The second purpose for SIMD is to provide a lot of the features of Metal in C, C++ and Objective-C running on the CPU. So it's going to make it easier to prototype code. Maybe you want to run the CPU before you deal with GPU stuff. Maybe you want to move code between the CPU and the GPU. Makes it a little bit easier to do that.
And finally, SIMD library provides an abstraction over the actual hardware SIMD and the types and intrinsics that you often use to program against it to make it easier to write your own vector code when you need to. So I think the most interesting thing about this is the vector math and geometry, and I'm going to dive right into that.
There are already a couple of vector math and geometry libraries on the platform. There's all the features in Accelerate, which can do just about anything you want. There's DLKit, SpriteKit, SceneKit, the physics library that goes with them. So if we're going to do a whole new one, we had better get some things right.
So, my wish list of what a library like this should look like is kind of like this. First off, we should have inline implementations of everything we possibly can. Because when you're doing, you know, a 40 dot product or something, there's not a lot of arithmetic. It's just four multiplies and three adds. So you have to actually make an external function call to a jump. That's not what you want to do. You're only going to do seven arithmetic operations.
And because of this, essentially everything in SIMD is header inlines. So it just gets inserted into your code. We give you a really nice performance. Next, we should have concise functions that don't have a lot of extra parameters. If you want to do a dot product, 3D dot product using BLAS, it looks like this. You've got all these extra parameters. We don't think you should need to write this.
If you're going to use it using GLK, which is a great library; I love GLK, but the compiler should know that x and y are three-dimensional vectors. You shouldn't need to tell it that in every function you call. With SIMD, you just write this, vector dot(x, y). Functions overloaded to support all the different vector types that we have.

> _Aim of the exercise_
Reproduce the passage about the SIMD library from "If you're going" up to and including "that we have.". Rely on the passage about the SIMD library and nothing else.

(Dataset excerpt)
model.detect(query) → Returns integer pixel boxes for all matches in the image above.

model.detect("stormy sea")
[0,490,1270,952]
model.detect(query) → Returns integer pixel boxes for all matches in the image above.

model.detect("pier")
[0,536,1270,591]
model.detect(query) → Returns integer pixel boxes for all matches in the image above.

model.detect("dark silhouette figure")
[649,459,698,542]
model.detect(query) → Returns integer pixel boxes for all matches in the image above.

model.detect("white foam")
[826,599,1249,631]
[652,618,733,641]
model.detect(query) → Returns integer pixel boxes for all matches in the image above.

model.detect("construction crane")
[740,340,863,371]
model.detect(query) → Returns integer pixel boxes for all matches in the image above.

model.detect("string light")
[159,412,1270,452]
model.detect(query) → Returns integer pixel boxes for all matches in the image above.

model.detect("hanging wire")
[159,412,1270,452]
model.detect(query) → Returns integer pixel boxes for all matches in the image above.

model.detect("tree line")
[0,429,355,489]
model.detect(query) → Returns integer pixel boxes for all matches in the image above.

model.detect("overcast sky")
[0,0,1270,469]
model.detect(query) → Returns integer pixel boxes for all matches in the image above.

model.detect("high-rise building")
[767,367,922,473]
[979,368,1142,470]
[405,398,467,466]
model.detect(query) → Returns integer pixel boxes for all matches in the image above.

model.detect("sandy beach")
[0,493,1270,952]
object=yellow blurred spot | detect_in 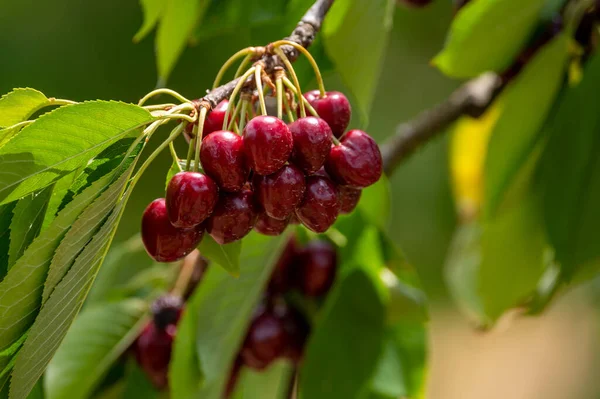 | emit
[450,101,501,222]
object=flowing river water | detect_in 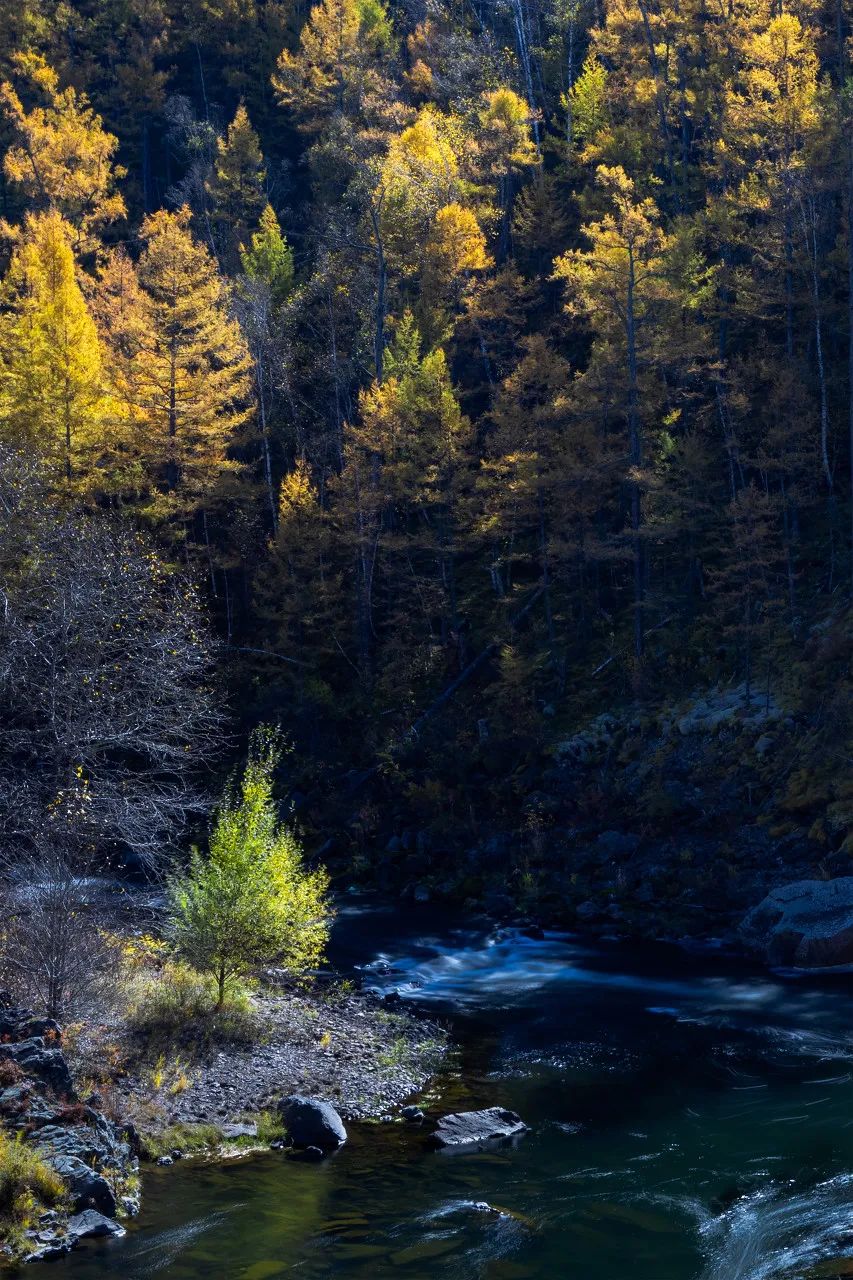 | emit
[33,905,853,1280]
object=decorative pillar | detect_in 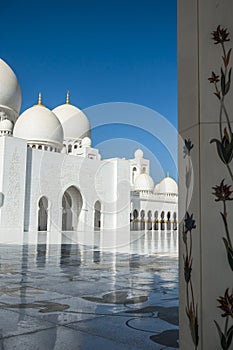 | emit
[178,0,233,350]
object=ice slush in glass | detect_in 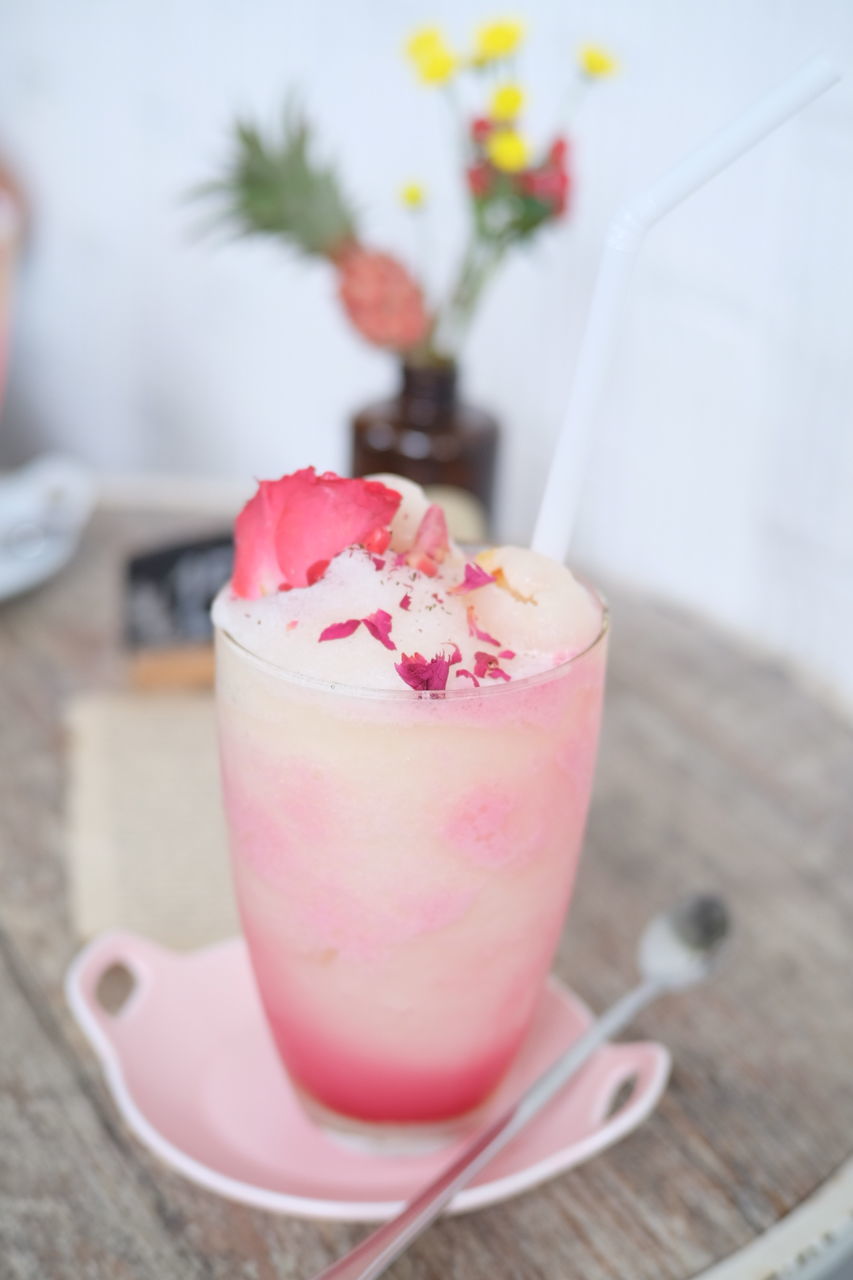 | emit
[214,468,607,1128]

> _Answer_
If you're going to use it using GLK, which is a great library; I love GLK, but the compiler should know that x and y are three-dimensional vectors. You shouldn't need to tell it that in every function you call. With SIMD, you just write this, vector dot(x, y). Functions overloaded to support all the different vector types that we have.